Records excerpted from a collection

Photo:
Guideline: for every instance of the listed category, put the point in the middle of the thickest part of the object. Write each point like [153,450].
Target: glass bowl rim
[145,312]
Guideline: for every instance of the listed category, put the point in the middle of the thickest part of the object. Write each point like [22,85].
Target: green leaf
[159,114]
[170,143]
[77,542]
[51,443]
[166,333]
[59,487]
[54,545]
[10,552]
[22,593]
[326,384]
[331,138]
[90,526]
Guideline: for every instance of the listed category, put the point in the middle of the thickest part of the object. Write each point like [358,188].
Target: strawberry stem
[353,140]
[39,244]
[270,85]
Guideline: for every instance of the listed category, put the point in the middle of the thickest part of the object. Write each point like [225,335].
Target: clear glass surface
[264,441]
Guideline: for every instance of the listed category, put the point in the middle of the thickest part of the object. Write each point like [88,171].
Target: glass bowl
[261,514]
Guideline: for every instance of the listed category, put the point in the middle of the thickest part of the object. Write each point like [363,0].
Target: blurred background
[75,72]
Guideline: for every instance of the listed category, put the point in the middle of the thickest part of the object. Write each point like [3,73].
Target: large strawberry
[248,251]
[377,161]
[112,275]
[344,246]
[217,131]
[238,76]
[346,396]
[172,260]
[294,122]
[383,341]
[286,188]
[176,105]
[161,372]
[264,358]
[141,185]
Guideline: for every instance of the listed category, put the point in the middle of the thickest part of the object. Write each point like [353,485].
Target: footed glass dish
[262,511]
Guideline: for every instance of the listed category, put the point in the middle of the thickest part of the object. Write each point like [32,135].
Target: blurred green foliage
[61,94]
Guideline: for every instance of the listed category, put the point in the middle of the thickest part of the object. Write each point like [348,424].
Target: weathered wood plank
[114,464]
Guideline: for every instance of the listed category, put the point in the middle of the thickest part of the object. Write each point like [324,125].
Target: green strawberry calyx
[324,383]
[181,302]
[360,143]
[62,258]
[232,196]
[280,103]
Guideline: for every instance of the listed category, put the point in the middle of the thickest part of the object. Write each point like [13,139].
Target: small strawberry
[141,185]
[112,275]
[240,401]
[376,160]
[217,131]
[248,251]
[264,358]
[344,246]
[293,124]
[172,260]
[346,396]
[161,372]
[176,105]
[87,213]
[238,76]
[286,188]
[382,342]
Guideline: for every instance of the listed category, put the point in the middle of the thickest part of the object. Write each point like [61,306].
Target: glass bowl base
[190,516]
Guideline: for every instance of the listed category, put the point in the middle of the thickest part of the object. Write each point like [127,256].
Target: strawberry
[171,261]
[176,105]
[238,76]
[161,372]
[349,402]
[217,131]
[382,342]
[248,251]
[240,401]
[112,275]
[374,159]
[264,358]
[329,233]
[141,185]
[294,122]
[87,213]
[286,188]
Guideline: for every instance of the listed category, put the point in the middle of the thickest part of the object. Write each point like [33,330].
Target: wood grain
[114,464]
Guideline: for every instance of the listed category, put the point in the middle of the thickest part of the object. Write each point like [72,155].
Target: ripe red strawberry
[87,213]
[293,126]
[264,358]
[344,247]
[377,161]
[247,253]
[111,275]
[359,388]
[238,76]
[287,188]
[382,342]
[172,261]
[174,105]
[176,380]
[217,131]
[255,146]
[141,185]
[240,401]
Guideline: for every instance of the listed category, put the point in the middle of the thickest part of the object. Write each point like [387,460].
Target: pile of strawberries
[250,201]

Task goal =>
Set all of the records down again, exactly as they stand.

Output of the exercise =>
Photo:
Guideline: for every instance of the listed category, put the point in the middle of the thickest part of the object. Write each point like [153,450].
Target: glass bowl rim
[145,312]
Guideline: for every instance of the listed category, put the point in the middle of the thickest part of the object. Write each point like [22,85].
Target: green leaf
[159,114]
[170,143]
[77,542]
[51,443]
[166,333]
[59,487]
[54,545]
[10,552]
[22,593]
[326,384]
[331,138]
[90,526]
Guideline: for every instance of the listed category, put the point in the middle of the thickest part of the object. Write each point like [358,188].
Target: strawberry stem
[353,140]
[39,244]
[270,85]
Guideline: for every instance of the listed category, put the point in the middle of the thickest part of the object. Write each point like [225,335].
Target: clear glass surface
[264,441]
Guideline: for every instance of the listed category, put the point in the middle of the thickest part of the object. Write each point like [88,171].
Target: glass bowl
[261,514]
Guideline: for every instance of the listed category, put the point in the middle of the thickest part of the object. Write each point like [363,0].
Target: blurred background
[75,72]
Guideline: for every instance of the listed category, put the point in the middle of the thickest part of the object. Write each point like [3,73].
Target: large strawberry
[248,251]
[377,161]
[112,275]
[344,246]
[217,131]
[238,76]
[346,396]
[172,260]
[294,122]
[383,341]
[286,188]
[176,105]
[161,372]
[264,358]
[141,185]
Guideline: for every instance of the listed category, put the point in the middle of the thickest part of the object. Write each point like [353,485].
Target: footed glass dish
[262,511]
Guideline: for every instance of the listed category, put the point in the middle of the thickest part of the object. Write each point like [32,135].
Target: blurred green foliage
[61,94]
Guideline: for every instance of the listed category, put the point in the middle of the thickest part of the object. Write each point like [348,424].
Target: weathered wood plank
[114,464]
Guideline: for every instance of the listed category, put the point in the middle of the thickest part of the object. Write each point like [324,125].
Target: green strawberry calyx
[324,383]
[181,302]
[360,143]
[62,258]
[232,196]
[280,103]
Guideline: for every instance of the listed category, put the point in the middle of the thickest part of the object. Write each point like [13,139].
Target: small strawberry
[141,185]
[112,275]
[240,401]
[376,160]
[217,131]
[248,251]
[264,358]
[344,246]
[293,124]
[172,260]
[346,396]
[161,372]
[176,105]
[87,213]
[238,76]
[286,188]
[382,342]
Guideline: for every instance of the listed category, put the point in the middle of the thickest part of the object. Write each point like [61,306].
Target: glass bowl base
[190,516]
Guideline: for every instance of the listed category, put the point in the middle of the thickest part of the object. Write each point like [127,256].
Target: strawberry
[171,261]
[176,105]
[238,76]
[161,372]
[349,402]
[217,131]
[382,342]
[248,251]
[240,401]
[112,275]
[374,159]
[264,358]
[329,233]
[141,185]
[294,122]
[87,213]
[286,188]
Guideline: for every instance of the listed category, put the point in the middle of the thickest part of the object. Write each point like [33,330].
Target: wood grain
[114,464]
Guideline: for every instance of the listed category, put the point in the middle of the thickest part of the object. Write each point like [72,155].
Target: ripe red strawberry
[87,213]
[293,126]
[264,358]
[344,247]
[377,161]
[247,253]
[111,275]
[359,388]
[238,76]
[287,188]
[382,342]
[172,261]
[174,105]
[176,380]
[217,131]
[255,146]
[141,185]
[240,401]
Guideline: for every instance of the listed category, put the point in the middle of the thickest part of the object. Write each point like [387,460].
Target: pile of strawberries
[250,201]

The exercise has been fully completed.